**WHAT IS NEEDED:**
Show each line of the records below that contains the word "face".

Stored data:
<<<<
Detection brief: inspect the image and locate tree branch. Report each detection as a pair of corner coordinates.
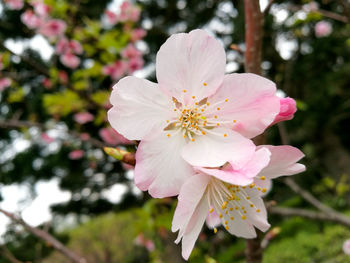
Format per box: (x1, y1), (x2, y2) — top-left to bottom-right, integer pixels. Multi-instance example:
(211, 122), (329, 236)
(0, 209), (87, 263)
(268, 207), (350, 230)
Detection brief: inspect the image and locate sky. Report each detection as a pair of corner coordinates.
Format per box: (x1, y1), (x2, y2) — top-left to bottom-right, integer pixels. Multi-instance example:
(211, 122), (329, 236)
(0, 0), (303, 236)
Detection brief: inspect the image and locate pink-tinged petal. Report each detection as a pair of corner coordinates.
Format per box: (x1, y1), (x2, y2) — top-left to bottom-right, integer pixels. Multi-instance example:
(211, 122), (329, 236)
(258, 145), (305, 180)
(205, 211), (221, 229)
(156, 30), (226, 104)
(196, 148), (271, 186)
(208, 73), (280, 138)
(171, 174), (210, 235)
(271, 97), (297, 125)
(182, 128), (255, 169)
(135, 131), (193, 198)
(108, 77), (175, 140)
(182, 195), (209, 260)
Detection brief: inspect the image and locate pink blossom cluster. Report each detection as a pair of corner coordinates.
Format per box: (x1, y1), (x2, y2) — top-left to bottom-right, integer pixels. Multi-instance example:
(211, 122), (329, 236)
(105, 1), (141, 26)
(102, 44), (144, 80)
(108, 30), (305, 260)
(21, 0), (67, 39)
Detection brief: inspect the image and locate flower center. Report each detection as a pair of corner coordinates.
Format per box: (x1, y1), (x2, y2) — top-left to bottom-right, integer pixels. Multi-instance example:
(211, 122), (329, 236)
(165, 96), (236, 141)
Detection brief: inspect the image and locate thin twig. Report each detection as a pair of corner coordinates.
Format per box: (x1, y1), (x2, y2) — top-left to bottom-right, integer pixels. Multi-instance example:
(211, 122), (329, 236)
(0, 209), (87, 263)
(268, 207), (350, 227)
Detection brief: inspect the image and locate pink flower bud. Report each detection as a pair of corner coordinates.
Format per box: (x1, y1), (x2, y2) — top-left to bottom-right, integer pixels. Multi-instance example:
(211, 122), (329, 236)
(272, 97), (297, 124)
(315, 21), (332, 37)
(68, 150), (84, 160)
(74, 112), (94, 124)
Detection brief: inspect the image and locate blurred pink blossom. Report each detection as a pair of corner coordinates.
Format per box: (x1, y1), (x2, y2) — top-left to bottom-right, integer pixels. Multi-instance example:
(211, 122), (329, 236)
(4, 0), (23, 10)
(80, 132), (91, 141)
(128, 57), (144, 73)
(60, 53), (80, 69)
(41, 132), (55, 143)
(130, 28), (146, 42)
(21, 10), (42, 29)
(271, 97), (297, 125)
(68, 150), (84, 160)
(0, 78), (12, 91)
(99, 127), (133, 145)
(121, 44), (142, 58)
(74, 112), (94, 124)
(102, 61), (127, 80)
(105, 10), (118, 26)
(315, 21), (333, 37)
(119, 2), (140, 22)
(343, 239), (350, 255)
(58, 70), (68, 84)
(39, 19), (67, 38)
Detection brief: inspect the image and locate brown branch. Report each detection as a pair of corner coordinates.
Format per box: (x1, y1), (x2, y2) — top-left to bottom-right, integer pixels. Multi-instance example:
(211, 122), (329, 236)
(268, 207), (350, 227)
(0, 209), (87, 263)
(0, 245), (23, 263)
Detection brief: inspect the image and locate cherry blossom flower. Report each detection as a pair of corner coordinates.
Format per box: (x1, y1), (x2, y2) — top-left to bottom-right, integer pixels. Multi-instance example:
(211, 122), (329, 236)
(4, 0), (24, 10)
(21, 10), (42, 29)
(172, 145), (305, 260)
(343, 239), (350, 255)
(108, 30), (280, 197)
(74, 112), (94, 124)
(60, 53), (80, 69)
(102, 61), (127, 80)
(272, 97), (297, 124)
(315, 21), (333, 37)
(39, 19), (67, 38)
(0, 78), (12, 91)
(130, 28), (146, 42)
(99, 128), (133, 145)
(68, 150), (84, 160)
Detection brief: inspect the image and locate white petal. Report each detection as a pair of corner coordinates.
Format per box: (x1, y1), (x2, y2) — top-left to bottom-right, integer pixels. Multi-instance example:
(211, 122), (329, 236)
(156, 30), (226, 104)
(135, 131), (194, 198)
(108, 77), (175, 140)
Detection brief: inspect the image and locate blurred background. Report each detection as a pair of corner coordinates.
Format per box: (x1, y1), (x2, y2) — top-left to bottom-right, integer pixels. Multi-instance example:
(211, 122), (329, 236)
(0, 0), (350, 263)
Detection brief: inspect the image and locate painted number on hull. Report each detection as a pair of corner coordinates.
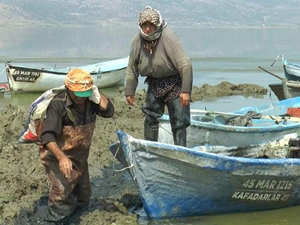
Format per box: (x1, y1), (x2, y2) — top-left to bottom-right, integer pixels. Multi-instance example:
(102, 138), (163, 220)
(12, 69), (41, 83)
(231, 179), (294, 202)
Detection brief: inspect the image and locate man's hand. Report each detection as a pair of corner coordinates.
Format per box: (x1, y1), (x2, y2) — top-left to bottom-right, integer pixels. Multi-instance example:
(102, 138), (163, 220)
(58, 156), (72, 178)
(89, 85), (101, 104)
(180, 93), (190, 106)
(126, 96), (134, 106)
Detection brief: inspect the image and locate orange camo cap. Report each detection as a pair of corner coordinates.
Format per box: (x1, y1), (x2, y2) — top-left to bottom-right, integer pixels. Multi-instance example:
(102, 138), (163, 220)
(65, 68), (94, 91)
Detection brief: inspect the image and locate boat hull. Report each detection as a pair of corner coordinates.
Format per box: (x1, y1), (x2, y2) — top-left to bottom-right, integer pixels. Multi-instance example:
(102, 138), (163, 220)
(118, 131), (300, 220)
(159, 97), (300, 147)
(6, 58), (128, 92)
(283, 59), (300, 81)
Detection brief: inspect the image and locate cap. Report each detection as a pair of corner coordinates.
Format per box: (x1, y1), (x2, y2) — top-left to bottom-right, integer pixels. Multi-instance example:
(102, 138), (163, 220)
(65, 68), (94, 97)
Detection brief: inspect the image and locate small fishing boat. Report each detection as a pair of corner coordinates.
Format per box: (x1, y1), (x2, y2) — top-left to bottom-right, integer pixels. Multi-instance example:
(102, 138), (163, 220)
(283, 59), (300, 82)
(110, 130), (300, 220)
(258, 55), (300, 100)
(159, 97), (300, 147)
(269, 78), (300, 100)
(0, 82), (9, 93)
(5, 57), (128, 92)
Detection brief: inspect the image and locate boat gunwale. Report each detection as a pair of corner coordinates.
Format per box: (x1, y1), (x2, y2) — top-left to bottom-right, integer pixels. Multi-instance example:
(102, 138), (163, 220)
(117, 130), (300, 169)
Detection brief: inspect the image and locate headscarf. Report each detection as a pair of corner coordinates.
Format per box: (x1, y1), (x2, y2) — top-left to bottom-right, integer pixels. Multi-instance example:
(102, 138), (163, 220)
(139, 6), (167, 41)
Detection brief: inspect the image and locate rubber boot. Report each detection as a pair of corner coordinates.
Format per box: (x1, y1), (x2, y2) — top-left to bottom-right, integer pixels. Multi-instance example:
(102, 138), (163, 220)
(173, 129), (186, 147)
(144, 125), (158, 141)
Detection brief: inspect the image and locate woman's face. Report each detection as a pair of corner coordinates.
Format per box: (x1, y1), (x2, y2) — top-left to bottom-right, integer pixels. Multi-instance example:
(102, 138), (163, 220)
(141, 21), (156, 34)
(69, 90), (87, 106)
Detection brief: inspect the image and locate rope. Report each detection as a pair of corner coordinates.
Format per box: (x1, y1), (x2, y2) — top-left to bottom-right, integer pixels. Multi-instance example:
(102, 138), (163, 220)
(113, 142), (145, 180)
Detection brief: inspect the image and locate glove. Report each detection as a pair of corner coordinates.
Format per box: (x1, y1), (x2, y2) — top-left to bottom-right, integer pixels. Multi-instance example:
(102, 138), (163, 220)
(89, 85), (101, 104)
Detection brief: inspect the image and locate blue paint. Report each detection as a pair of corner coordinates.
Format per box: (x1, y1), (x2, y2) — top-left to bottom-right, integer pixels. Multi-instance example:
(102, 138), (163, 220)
(112, 130), (300, 220)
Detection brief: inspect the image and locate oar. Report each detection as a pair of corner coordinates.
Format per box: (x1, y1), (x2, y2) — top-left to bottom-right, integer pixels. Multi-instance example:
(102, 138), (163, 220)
(258, 66), (283, 80)
(191, 109), (243, 116)
(191, 109), (243, 124)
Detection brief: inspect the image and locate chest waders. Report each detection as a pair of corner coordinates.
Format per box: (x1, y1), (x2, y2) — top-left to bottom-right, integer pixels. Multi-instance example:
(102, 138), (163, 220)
(40, 96), (95, 221)
(142, 85), (190, 146)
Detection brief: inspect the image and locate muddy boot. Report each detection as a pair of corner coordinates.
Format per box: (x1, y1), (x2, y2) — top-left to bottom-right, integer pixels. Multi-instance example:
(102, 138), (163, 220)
(144, 125), (158, 141)
(173, 129), (186, 147)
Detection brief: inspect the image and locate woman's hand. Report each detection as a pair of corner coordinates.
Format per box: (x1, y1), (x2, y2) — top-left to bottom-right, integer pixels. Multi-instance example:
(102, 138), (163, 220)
(126, 96), (134, 106)
(58, 156), (72, 178)
(180, 93), (190, 106)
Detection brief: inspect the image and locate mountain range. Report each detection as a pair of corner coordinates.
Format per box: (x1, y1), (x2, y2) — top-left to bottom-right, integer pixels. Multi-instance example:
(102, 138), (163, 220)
(0, 0), (300, 26)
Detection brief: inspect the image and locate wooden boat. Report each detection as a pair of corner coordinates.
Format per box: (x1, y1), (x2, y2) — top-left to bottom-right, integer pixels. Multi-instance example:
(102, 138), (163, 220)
(269, 82), (284, 100)
(159, 97), (300, 147)
(283, 59), (300, 82)
(269, 78), (300, 100)
(258, 55), (300, 100)
(110, 131), (300, 220)
(6, 57), (128, 92)
(271, 54), (300, 82)
(0, 82), (9, 93)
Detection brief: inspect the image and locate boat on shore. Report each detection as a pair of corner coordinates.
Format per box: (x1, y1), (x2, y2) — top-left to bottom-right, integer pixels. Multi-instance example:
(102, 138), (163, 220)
(258, 55), (300, 100)
(0, 82), (9, 93)
(159, 97), (300, 147)
(5, 57), (128, 92)
(110, 130), (300, 220)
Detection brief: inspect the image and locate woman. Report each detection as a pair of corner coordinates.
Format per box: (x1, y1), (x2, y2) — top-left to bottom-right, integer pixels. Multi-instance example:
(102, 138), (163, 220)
(125, 6), (193, 146)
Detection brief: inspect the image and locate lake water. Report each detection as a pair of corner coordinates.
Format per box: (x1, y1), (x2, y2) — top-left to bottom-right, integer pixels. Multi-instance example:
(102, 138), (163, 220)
(0, 26), (300, 225)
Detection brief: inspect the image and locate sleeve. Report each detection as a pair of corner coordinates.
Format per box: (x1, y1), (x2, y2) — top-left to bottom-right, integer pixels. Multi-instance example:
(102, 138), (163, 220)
(165, 30), (193, 93)
(125, 35), (139, 96)
(94, 99), (115, 118)
(40, 101), (63, 145)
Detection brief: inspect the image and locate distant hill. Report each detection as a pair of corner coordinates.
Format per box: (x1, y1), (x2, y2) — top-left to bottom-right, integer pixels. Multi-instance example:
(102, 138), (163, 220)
(0, 0), (300, 26)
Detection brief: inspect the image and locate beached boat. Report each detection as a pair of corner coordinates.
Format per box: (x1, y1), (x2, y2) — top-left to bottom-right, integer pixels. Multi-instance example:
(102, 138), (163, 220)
(159, 97), (300, 147)
(6, 57), (128, 92)
(258, 55), (300, 100)
(269, 78), (300, 100)
(0, 82), (9, 93)
(283, 59), (300, 82)
(271, 54), (300, 82)
(110, 131), (300, 220)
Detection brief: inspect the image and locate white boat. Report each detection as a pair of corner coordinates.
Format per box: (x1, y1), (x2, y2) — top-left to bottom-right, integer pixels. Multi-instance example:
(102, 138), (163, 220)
(159, 97), (300, 147)
(5, 57), (128, 92)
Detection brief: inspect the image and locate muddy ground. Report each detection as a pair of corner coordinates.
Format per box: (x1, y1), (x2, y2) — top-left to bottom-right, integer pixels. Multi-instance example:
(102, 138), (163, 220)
(0, 82), (267, 225)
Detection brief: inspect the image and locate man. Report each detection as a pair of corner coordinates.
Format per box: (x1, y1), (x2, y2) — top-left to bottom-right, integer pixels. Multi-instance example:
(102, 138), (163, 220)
(125, 6), (193, 146)
(38, 69), (114, 222)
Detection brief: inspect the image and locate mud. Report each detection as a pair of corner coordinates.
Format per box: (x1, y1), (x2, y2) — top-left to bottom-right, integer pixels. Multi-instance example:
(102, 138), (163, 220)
(0, 82), (267, 225)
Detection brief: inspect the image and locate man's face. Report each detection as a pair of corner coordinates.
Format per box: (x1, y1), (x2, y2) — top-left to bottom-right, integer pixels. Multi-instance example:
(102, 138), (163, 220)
(69, 90), (87, 105)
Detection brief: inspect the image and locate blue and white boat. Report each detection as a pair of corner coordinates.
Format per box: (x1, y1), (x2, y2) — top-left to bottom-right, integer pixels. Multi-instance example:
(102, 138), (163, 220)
(159, 97), (300, 147)
(110, 131), (300, 220)
(5, 57), (128, 92)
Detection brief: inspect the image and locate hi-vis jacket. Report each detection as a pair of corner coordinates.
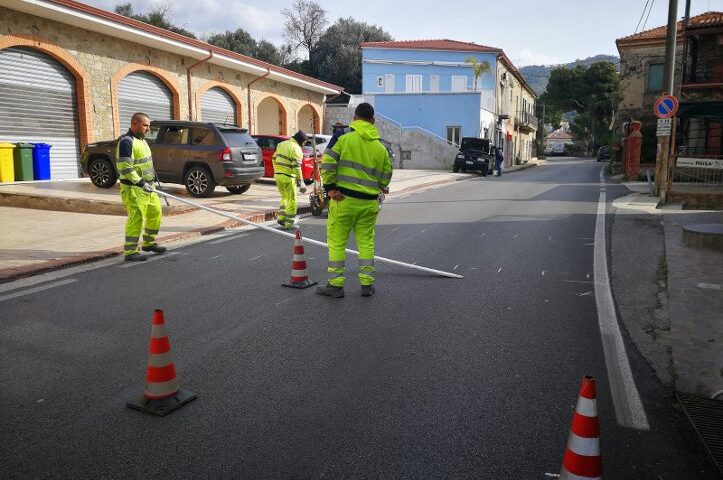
>>>>
**SOLVED PROBLEM:**
Detection brief: inspect the image and locate woman's face. Report each detection as a pair of corner coordinates.
Detection brief: inspect the image and locate man's face. Report each detection as a pair of corner coordinates.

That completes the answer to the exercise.